▶ Work to do
Print exactly the lines from the one containing "Note: for every instance of the tall" through the last line of the records below, both included, and nothing else; omit any pictures.

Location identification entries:
────────────────────

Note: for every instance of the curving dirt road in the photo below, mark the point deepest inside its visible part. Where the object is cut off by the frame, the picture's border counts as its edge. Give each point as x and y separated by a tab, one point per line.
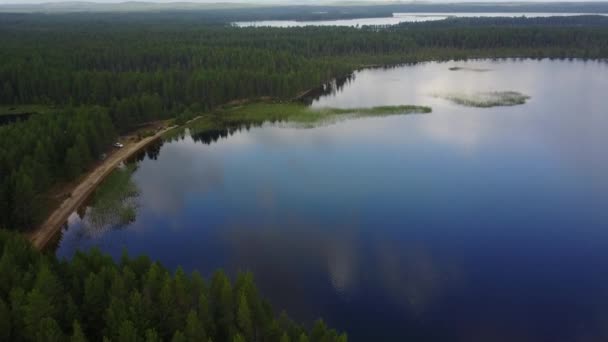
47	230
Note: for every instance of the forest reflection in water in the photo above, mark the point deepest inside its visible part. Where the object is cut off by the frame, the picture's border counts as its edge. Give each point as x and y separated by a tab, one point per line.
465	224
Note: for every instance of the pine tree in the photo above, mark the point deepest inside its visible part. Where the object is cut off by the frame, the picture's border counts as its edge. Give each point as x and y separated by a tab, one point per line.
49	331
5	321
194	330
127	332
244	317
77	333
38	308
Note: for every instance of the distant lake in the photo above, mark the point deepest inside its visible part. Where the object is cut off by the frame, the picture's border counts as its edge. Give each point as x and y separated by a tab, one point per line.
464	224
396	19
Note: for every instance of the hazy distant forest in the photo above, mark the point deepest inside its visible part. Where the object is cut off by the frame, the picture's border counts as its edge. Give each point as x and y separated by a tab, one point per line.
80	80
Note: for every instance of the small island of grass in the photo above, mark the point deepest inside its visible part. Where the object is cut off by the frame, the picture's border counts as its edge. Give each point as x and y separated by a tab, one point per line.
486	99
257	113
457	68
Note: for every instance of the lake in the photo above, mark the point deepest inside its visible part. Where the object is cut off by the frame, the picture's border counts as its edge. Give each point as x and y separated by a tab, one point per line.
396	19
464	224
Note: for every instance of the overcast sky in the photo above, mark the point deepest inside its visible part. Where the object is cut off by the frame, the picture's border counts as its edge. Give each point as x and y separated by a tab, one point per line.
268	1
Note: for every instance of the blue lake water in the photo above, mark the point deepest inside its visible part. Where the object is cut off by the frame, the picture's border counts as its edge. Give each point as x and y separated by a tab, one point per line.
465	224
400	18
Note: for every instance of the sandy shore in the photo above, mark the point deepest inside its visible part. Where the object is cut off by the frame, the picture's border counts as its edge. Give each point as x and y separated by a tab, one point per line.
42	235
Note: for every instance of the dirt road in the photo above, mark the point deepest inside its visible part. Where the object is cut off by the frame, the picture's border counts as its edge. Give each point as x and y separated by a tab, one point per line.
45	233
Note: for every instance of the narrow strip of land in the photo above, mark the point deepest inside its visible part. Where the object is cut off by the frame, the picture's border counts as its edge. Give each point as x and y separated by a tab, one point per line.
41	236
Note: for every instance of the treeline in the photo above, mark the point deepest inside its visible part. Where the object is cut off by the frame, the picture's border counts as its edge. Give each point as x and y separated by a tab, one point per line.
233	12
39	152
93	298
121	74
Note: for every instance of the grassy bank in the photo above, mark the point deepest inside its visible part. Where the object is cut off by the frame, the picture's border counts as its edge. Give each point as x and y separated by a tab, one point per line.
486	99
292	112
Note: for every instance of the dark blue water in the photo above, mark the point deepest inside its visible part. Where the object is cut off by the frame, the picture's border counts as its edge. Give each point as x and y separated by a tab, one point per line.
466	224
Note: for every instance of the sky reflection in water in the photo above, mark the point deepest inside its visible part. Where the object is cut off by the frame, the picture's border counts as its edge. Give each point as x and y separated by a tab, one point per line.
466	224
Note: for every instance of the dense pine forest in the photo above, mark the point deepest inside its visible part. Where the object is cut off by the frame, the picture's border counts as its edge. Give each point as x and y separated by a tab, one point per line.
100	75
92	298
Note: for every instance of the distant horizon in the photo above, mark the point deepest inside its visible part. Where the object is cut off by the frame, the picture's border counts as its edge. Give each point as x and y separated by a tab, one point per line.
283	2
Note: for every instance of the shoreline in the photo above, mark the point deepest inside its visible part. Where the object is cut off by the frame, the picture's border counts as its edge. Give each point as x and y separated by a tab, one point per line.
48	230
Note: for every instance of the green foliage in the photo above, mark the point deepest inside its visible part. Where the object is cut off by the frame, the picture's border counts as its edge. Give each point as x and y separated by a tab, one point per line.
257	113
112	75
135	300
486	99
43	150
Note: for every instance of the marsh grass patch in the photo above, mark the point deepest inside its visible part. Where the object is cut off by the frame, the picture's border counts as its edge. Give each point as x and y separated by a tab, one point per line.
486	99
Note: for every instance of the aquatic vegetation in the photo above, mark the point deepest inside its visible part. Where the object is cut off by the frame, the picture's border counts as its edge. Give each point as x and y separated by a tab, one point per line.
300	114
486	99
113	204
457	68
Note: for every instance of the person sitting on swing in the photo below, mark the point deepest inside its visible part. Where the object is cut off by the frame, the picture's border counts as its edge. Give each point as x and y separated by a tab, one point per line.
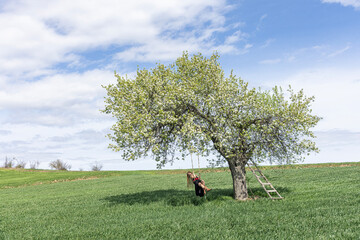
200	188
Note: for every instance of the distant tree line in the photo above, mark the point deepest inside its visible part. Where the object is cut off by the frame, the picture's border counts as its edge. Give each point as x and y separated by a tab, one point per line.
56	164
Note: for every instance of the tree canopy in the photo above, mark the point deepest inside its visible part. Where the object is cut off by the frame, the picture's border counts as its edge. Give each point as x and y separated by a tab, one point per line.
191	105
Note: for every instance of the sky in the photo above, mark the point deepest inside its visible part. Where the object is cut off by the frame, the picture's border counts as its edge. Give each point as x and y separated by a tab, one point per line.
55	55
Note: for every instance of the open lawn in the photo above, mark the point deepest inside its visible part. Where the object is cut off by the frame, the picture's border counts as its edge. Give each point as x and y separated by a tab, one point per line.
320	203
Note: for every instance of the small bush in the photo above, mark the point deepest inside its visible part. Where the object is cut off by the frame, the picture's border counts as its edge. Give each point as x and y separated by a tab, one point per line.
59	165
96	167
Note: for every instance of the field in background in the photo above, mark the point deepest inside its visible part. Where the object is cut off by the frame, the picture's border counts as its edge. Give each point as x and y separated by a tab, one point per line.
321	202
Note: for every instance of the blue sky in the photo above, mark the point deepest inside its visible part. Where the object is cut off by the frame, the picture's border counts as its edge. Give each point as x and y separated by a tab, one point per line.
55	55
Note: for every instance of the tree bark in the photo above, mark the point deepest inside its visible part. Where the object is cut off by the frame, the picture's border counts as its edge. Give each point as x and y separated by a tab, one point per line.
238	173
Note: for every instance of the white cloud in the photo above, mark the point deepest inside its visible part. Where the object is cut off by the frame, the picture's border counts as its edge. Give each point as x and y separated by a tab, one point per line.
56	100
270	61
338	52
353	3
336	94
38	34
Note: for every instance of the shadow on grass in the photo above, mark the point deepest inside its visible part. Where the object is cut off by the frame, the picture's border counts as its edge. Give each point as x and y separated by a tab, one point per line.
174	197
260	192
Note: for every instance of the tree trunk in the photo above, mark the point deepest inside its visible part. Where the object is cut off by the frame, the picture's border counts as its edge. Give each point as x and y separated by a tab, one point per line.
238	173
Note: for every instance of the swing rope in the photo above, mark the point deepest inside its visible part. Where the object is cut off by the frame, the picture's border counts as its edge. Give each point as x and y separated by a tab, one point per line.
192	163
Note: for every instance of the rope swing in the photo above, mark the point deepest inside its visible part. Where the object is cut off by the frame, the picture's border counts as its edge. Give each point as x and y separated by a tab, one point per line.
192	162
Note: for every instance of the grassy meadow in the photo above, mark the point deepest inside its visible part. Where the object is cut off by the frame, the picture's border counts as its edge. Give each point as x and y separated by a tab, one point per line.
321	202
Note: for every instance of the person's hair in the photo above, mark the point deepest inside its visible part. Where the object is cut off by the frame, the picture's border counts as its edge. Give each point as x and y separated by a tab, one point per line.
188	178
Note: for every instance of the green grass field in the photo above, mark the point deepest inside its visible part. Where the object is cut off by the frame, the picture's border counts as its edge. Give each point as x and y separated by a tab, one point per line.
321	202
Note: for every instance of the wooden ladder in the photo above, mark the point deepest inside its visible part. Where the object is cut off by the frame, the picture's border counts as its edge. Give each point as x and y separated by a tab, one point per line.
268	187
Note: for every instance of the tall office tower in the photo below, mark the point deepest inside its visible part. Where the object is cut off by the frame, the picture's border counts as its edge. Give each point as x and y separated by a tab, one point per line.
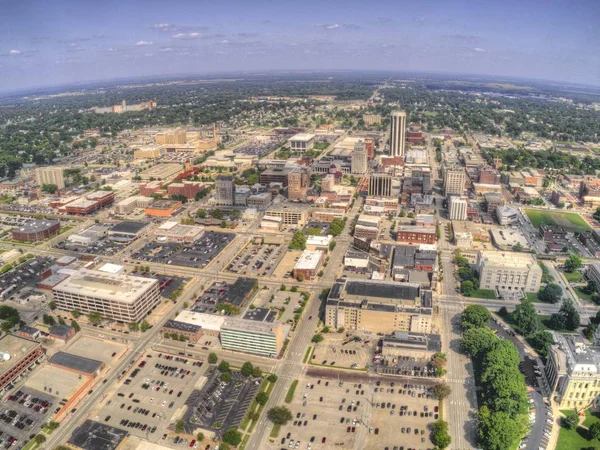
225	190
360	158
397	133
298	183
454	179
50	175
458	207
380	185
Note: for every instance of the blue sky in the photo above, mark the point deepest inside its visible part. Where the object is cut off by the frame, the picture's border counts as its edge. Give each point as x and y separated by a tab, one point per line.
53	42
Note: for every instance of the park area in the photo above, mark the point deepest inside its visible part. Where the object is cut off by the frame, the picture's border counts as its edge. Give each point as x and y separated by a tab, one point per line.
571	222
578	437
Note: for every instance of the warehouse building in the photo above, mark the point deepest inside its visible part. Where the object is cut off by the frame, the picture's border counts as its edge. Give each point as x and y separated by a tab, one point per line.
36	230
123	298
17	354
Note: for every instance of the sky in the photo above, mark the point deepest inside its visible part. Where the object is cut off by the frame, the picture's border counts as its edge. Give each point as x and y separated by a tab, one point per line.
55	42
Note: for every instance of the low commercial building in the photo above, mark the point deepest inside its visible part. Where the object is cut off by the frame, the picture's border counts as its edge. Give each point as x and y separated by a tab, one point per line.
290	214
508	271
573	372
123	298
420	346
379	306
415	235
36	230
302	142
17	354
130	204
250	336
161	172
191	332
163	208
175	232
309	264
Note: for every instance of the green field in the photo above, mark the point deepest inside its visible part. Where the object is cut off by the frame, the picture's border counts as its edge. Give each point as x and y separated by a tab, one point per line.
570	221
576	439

────────────────────

▶ Exercise response
Note: for every instance of the tall office tower in the photo below, mark the point deepest inside its visible part. Where the object is cut off by the frame, the picture's border counts as its edge. Give each point as x and y separated by a tab, one point per line.
225	190
360	158
397	133
298	183
454	179
50	175
458	207
380	185
Note: for every instance of the blue sky in the photo above, mark the point deepest inside its visible part. Where the object is cut off by the frame, the picture's border counts as its edge. Give each point as x and y separated by a tab, one point per line.
53	42
Note: for every instance of the park area in the photo above, mark the point deepest inside its visible part. Where the object is cut off by the frame, the picture's border counts as its edge. Give each point as x and y separated by a tab, one point per line.
571	222
578	437
Note: for every instance of the warehouse building in the photo above, mark the point deepest inside its visible part. Where the object is cut off by the frame, the picture's border counts as its edge. Give each point as x and y separated by a tab, one point per line.
36	230
123	298
17	354
Note: for every instance of the sky in the photo above, mark the point deepest inside its visible part. Where the object is cut off by the frame, the picture's border counts as its edge. Give each point as x and y separated by a tab, one point per line.
55	42
Note: for every instance of the low commercial building in the photo above, mark the point deepest inside its visible part. Where the object is cut off by the frame, the picture's border counts as its edge. Give each point as x and y separated by a tab, one point per line.
290	214
508	271
573	372
123	298
420	346
379	306
415	235
36	230
302	142
17	354
130	204
250	336
161	172
191	332
163	208
175	232
309	264
Note: for every instance of the green field in the photo above, mark the point deepest inside its visible part. Where the object is cut off by the frame, the picture's border counts as its edge. Give each point as x and y separated by a tab, one point per line.
570	221
576	439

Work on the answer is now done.